(STATED TASK A): In the records, update the lines from the line with "Highlight teeth." up to and including the line with "left=276, top=95, right=300, bottom=131" by replacing "Highlight" with "Outline", keeping everything else the same.
(STATED TASK B): Write a continuation of the discussion of communism, capitalism and Cuba, beginning right after its final sentence.

(PROVIDED PASSAGE):
........

Lots of issues here!

Did the world see any *significant* amount of *communism* in the 20th century?
I don't think so.  What it saw mainly was Leninism made even more
paranoid than it intrinsically was by its [correct] perception that
the West was out to exterminate it.  The name for the upshot was Stalinism.

Probably social stratification did diminish in many ways during
the 20th Century.  I believe an "untouchable" recently became Prime
Minister of India.  However, it would still surely be an awkward moment
before the security guards arrived if a clerk walked into the
meeting of the Board of Directors and started chatting with everybody.

"Capitalism".  What do we mean by capitalism?  Surely our present
regime of wage labor requires not only that some be wealthier than
others, but that most be barred from independent access to the
means of production.  But might we not also imagine a world
in which wage labor was *outlawed*, a world in which all persons
were independent producers, and *all* exchanged with others
in the way that, e.g., a self-employed electrician and a
self-employed plumber might interact, or a self-employed
lawyer and a self-employed dentist?  Might this have been
the ideal of the founding fathers of the United States?  Well,
that should give some substance to Bush's emphasis on "purpose"....

> > Another question: How might Cuba have turned out ha the United States
> > not done everything in its power to starve the Cuban people into
> > overthrowing Castro?  We know that, at first, Castro was generally
> > receptive toward the United States, but for obvious reasons he was
> > forced to turn to the Soviet Union.

........

[Records of labeled boxes]

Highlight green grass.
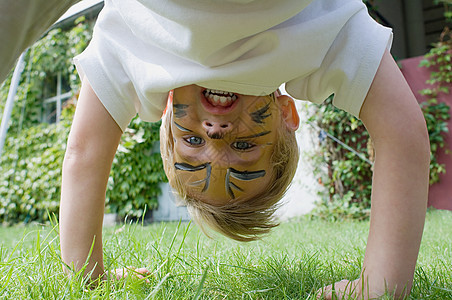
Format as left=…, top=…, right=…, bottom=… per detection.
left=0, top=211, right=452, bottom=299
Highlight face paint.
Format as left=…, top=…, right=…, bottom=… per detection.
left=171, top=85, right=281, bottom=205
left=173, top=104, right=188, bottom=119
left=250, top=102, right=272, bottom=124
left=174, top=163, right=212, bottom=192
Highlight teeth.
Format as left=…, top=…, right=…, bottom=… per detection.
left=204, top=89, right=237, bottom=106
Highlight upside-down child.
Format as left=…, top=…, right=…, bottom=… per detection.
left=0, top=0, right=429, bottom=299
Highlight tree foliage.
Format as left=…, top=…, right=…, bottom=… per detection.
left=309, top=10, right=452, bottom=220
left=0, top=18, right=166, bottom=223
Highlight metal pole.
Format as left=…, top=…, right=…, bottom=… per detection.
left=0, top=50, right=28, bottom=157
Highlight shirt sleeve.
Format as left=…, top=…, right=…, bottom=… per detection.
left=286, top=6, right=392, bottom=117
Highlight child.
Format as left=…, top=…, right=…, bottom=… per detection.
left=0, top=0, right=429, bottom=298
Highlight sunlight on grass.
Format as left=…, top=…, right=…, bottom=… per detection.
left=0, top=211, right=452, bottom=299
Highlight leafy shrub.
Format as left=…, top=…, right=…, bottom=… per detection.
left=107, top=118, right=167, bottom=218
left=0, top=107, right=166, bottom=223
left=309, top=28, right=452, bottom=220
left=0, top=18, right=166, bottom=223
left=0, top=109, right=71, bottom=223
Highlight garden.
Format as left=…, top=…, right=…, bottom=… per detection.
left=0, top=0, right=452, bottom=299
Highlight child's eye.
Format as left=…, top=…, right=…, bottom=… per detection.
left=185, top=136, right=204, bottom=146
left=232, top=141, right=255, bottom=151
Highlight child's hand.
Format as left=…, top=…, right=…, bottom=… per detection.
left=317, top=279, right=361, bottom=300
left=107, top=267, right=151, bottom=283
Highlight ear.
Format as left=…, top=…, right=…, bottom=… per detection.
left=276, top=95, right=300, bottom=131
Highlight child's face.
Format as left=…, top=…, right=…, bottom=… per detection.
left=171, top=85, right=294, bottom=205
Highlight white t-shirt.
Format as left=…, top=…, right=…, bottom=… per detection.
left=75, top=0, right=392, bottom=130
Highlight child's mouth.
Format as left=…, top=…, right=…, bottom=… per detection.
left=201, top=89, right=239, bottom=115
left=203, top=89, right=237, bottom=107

........

(FINAL ANSWER A):
Outline teeth.
Format as left=…, top=…, right=…, bottom=… per detection.
left=204, top=89, right=237, bottom=106
Outline upside-down child.
Format as left=…, top=…, right=…, bottom=… per detection.
left=0, top=0, right=429, bottom=299
Outline tree foliage.
Format as left=…, top=…, right=…, bottom=… per detection.
left=309, top=10, right=452, bottom=220
left=0, top=18, right=166, bottom=223
Outline metal pole.
Format as left=…, top=…, right=…, bottom=… per detection.
left=0, top=50, right=28, bottom=157
Outline shirt sleeve.
Format as left=…, top=…, right=…, bottom=… per detection.
left=286, top=6, right=392, bottom=117
Outline child.
Format as left=…, top=…, right=…, bottom=… per detection.
left=0, top=0, right=429, bottom=298
Outline sunlight on grass.
Format as left=…, top=…, right=…, bottom=… per detection.
left=0, top=211, right=452, bottom=299
Outline leafy shrub.
Format as left=…, top=…, right=…, bottom=… per detection.
left=107, top=118, right=167, bottom=218
left=0, top=107, right=166, bottom=223
left=309, top=28, right=452, bottom=220
left=0, top=18, right=166, bottom=223
left=0, top=109, right=71, bottom=223
Outline garden.
Format as left=…, top=…, right=…, bottom=… per detection.
left=0, top=0, right=452, bottom=299
Outline child's eye.
Format as left=…, top=…, right=…, bottom=… per detection.
left=185, top=136, right=204, bottom=146
left=232, top=141, right=255, bottom=151
Outline child's hand.
Format as left=…, top=…, right=…, bottom=… per detection.
left=317, top=279, right=361, bottom=300
left=107, top=267, right=151, bottom=283
Outline ear.
Format as left=…, top=…, right=…, bottom=… per detection.
left=276, top=95, right=300, bottom=131

(FINAL ANSWER B):
>
> I think what you write above about Cuba is based on hindsight rather than
> foresight.

I had those thoughts in 1969, when I subscribed to Granma and even
papered my living room wall with it.

> Whenever embargos are placed on a country (like Sadam Hussein's
> Iraq) the intention is to weaken the political power with the added plight
> of starving the innocent bystanders. Perhaps both in Cuba and Iraq the
> intention was to overthrow the government but in neither case did it work --
> in Iraq, Hussein's allegience lies with his family; Cuba faired a bit better
> in that Castro tended to the poor folk and gave everyone a subsistance level
> existence;

If one can say this of Castro even after how his regime was
persecuted by its big bully neighbor, that sounds like he did pretty
decent.  Did Batista do better for the poor folk?

[snip]
> But now that the SU is
> non-existant
[snip]

I cannot resist repeating something I thought when the
devolution of the Soviet system started:  How proud the West
(esp. the Reaganomic USA!) should be to have so dramatically
improved the lives of all the people in former Communist
captivity!  It seems we are going to reap the rewards of
our altruism by the plague of antibiotic resistant
tuberculosis which is now raging in free Russia coming to
our shores.

There are many "little people" who miss the bad old days in
Eastern Europe and Russia.

[snip]
> Well, I remember Warren Beaty in Reds and although the movie was upbeat,
> that socialistic way of maintaining the world works in a particular agrarian
> economy.  But when the economy becomes technological, the playing field
> changes.
[snip]

Interesting.  I learned it the other way around: The Russian Revolution
failed largely because Russia was still an agrarian economy.  Soviets
flourish in factories, not in the fields.  I think the outcome might have
been better had Russia and Germany switched places, and the successful
revolution have occurred in the advanced industrial country instead of the
still largely medieval one.

[snip]
> > It would even be a start if more
> > PhDs had some "scholarship", and not just mastery or some
> > disciplinary domain (an "art" or "science").
>
> Great!  Looks as though I've hit upon a common front!  And yes, the
> educational system in the US needs major reform.  We're churning out a bunch
> of ill trained PhDs who can't write and many who can't read.  And in my
> book, that's absolutely HORRIBLE!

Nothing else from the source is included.